• **YOUR TASK**
Retype every item below word for word, but omit the pictures.

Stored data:
"""
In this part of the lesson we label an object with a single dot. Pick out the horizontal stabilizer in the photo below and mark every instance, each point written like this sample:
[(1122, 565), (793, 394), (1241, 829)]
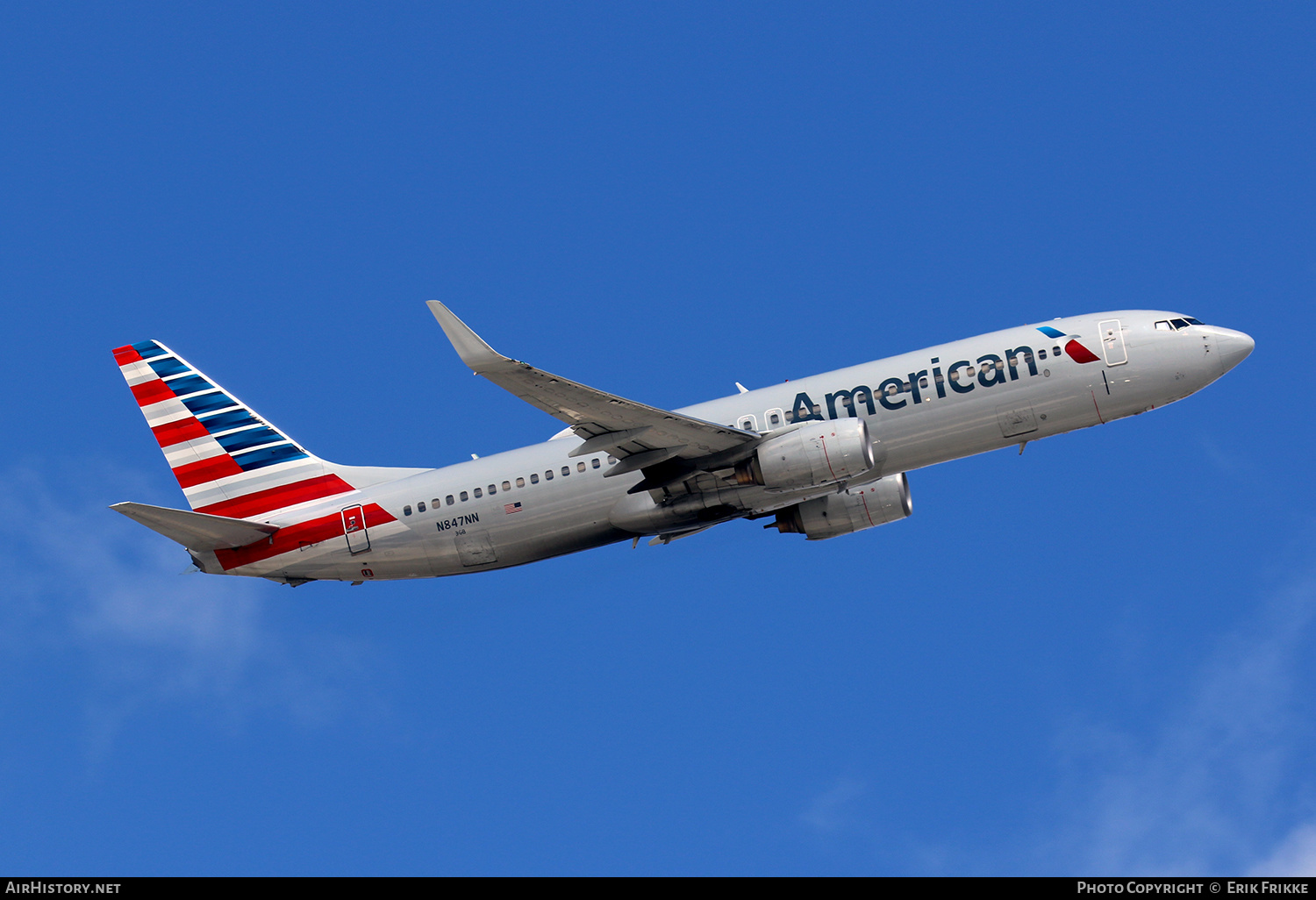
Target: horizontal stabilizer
[(197, 531)]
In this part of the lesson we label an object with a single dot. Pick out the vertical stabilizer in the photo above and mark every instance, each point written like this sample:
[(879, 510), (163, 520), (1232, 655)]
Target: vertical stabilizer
[(228, 461)]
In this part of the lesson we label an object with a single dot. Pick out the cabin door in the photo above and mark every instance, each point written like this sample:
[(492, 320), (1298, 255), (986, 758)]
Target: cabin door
[(354, 528), (1112, 342)]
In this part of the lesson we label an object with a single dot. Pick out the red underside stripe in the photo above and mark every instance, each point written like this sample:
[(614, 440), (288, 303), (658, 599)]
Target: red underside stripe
[(153, 391), (292, 537), (207, 470), (183, 429), (278, 497), (1078, 353)]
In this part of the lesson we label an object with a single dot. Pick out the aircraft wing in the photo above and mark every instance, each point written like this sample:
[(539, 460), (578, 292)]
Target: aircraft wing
[(640, 436)]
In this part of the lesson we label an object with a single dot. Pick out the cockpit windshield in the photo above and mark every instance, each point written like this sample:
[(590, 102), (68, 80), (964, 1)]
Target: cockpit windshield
[(1176, 324)]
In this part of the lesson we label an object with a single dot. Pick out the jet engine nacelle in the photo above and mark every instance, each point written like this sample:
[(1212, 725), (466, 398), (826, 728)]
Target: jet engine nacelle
"""
• **RESULT BELOW**
In this part of the lesson we label an object with a single dot. Pick out the horizontal stabilizer in the photo below and mark every instance, each point written like this sample:
[(1122, 565), (793, 394), (1241, 829)]
Target: horizontal stabilizer
[(197, 531)]
In this part of the lesson we label an object with a single dot. Pick out the vertical stabilizer in the photo above and mark every instance, each point written like this sample:
[(879, 510), (163, 520), (1232, 655)]
Target: vertical stabilizer
[(228, 461)]
In this part of the lesson we label an object with a single dot. Pick out the cabin door in the photo above and mark every instance, each point written like this sample:
[(492, 320), (1298, 255), (986, 758)]
Target: cabin door
[(354, 528), (1112, 342)]
In this part of the lesson we label an object with a single dot. Pick out the red underside stripe in the photo above and mark every instance, each point written like this sample:
[(614, 440), (288, 303), (658, 599)]
Target: red underside stripe
[(153, 391), (292, 537), (207, 470), (183, 429), (278, 497), (1078, 353)]
In this part of the lesson we label an object with a single dot. Pick out the aircraft wing in the photo above and mark every instance, each point written like this sample:
[(539, 460), (578, 292)]
Target: aircraft wing
[(640, 436)]
In this part of the lesson we label an object with a single dot. Pick out the cockpit windshield in the photo above and mark every instance, each point written like this sample:
[(590, 102), (68, 80), (964, 1)]
Target: cockpit windshield
[(1176, 324)]
In this part of the lesson we label an object with a single dot. Pick out the jet engine nacelle in the photo above and mark every instance, each point written like this sample:
[(1212, 725), (466, 398), (826, 728)]
Target: jet engine nacelle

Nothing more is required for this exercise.